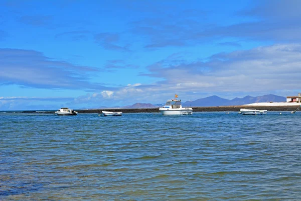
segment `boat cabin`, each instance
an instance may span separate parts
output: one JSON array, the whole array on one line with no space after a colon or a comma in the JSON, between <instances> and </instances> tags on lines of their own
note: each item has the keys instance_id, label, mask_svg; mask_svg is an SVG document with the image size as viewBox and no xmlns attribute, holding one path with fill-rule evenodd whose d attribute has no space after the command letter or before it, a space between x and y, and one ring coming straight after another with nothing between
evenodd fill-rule
<instances>
[{"instance_id":1,"label":"boat cabin","mask_svg":"<svg viewBox=\"0 0 301 201\"><path fill-rule=\"evenodd\" d=\"M68 108L62 108L60 110L58 110L58 112L71 112L71 110L69 109Z\"/></svg>"},{"instance_id":2,"label":"boat cabin","mask_svg":"<svg viewBox=\"0 0 301 201\"><path fill-rule=\"evenodd\" d=\"M181 107L181 100L168 100L165 104L164 108L165 108L177 109Z\"/></svg>"}]
</instances>

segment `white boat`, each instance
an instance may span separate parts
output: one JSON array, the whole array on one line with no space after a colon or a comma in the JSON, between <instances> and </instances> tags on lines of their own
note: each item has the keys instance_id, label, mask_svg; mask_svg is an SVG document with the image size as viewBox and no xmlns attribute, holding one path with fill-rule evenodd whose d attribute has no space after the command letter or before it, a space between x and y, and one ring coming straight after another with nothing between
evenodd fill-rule
<instances>
[{"instance_id":1,"label":"white boat","mask_svg":"<svg viewBox=\"0 0 301 201\"><path fill-rule=\"evenodd\" d=\"M77 112L75 112L73 110L69 109L68 108L62 108L54 113L58 115L77 115Z\"/></svg>"},{"instance_id":2,"label":"white boat","mask_svg":"<svg viewBox=\"0 0 301 201\"><path fill-rule=\"evenodd\" d=\"M122 115L122 112L106 112L101 111L103 115L105 116L121 116Z\"/></svg>"},{"instance_id":3,"label":"white boat","mask_svg":"<svg viewBox=\"0 0 301 201\"><path fill-rule=\"evenodd\" d=\"M163 115L192 115L192 108L182 108L181 100L176 98L166 102L165 106L159 108Z\"/></svg>"},{"instance_id":4,"label":"white boat","mask_svg":"<svg viewBox=\"0 0 301 201\"><path fill-rule=\"evenodd\" d=\"M267 113L266 110L256 110L249 108L244 108L240 109L238 114L244 115L266 115Z\"/></svg>"}]
</instances>

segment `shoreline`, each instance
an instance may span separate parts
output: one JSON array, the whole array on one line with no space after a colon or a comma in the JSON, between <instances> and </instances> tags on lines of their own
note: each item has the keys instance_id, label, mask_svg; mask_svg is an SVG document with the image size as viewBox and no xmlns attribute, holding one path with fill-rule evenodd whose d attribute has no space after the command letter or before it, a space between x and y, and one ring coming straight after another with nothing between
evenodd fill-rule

# # # # #

▸ Exercise: Set the listing down in full and exactly. Pictures within it should not appear in the copy.

▸ Exercise result:
segment `boat cabin`, each instance
an instance may span separate parts
output: one JSON array, the whole array on one line with no space after a colon or a comma in the JSON, between <instances> and </instances> tags on lines of their own
note: each item has the keys instance_id, label, mask_svg; mask_svg is an SVG document with the image size as viewBox and no xmlns attribute, holding one path with fill-rule evenodd whose d attribute has no space after the command letter or before it, a space between x and y, and one ring coming straight after another with nothing between
evenodd fill-rule
<instances>
[{"instance_id":1,"label":"boat cabin","mask_svg":"<svg viewBox=\"0 0 301 201\"><path fill-rule=\"evenodd\" d=\"M68 108L62 108L60 110L58 110L58 112L71 112L71 110L69 109Z\"/></svg>"},{"instance_id":2,"label":"boat cabin","mask_svg":"<svg viewBox=\"0 0 301 201\"><path fill-rule=\"evenodd\" d=\"M181 107L181 100L168 100L165 104L164 108L165 108L177 109Z\"/></svg>"}]
</instances>

segment `white boat`, each instance
an instance may span separate parts
output: one JSON array, the whole array on one line with no space after a colon or a comma in the JSON, between <instances> and </instances> tags on lines of their own
note: each item has the keys instance_id, label, mask_svg; mask_svg is an SVG document with the image size as viewBox and no xmlns attribute, holding one path with fill-rule evenodd whose d attribute has no space after the command letter or before it, a space between x and y, and one ring coming straight after another with nothing between
evenodd fill-rule
<instances>
[{"instance_id":1,"label":"white boat","mask_svg":"<svg viewBox=\"0 0 301 201\"><path fill-rule=\"evenodd\" d=\"M77 112L75 112L73 110L69 109L68 108L62 108L54 113L58 115L77 115Z\"/></svg>"},{"instance_id":2,"label":"white boat","mask_svg":"<svg viewBox=\"0 0 301 201\"><path fill-rule=\"evenodd\" d=\"M122 115L122 112L106 112L101 111L103 115L105 116L121 116Z\"/></svg>"},{"instance_id":3,"label":"white boat","mask_svg":"<svg viewBox=\"0 0 301 201\"><path fill-rule=\"evenodd\" d=\"M163 115L192 115L192 108L182 108L181 100L176 98L166 102L165 106L159 108Z\"/></svg>"},{"instance_id":4,"label":"white boat","mask_svg":"<svg viewBox=\"0 0 301 201\"><path fill-rule=\"evenodd\" d=\"M267 113L266 110L256 110L249 108L244 108L240 109L238 114L244 115L266 115Z\"/></svg>"}]
</instances>

segment `shoreline`, each instance
an instance may span separate parts
output: one JSON array, the whole array on one line with no space after a colon or a comma in the JSON, between <instances> and </instances> tags on lines of their own
note: each item has the keys instance_id, label, mask_svg; mask_svg is an SVG document with the image size as viewBox and no xmlns attribute, holding one path with fill-rule evenodd whose d attribute has no space after the command letter or before it, a space between x and y, and one ring coming straight after another with nothing between
evenodd fill-rule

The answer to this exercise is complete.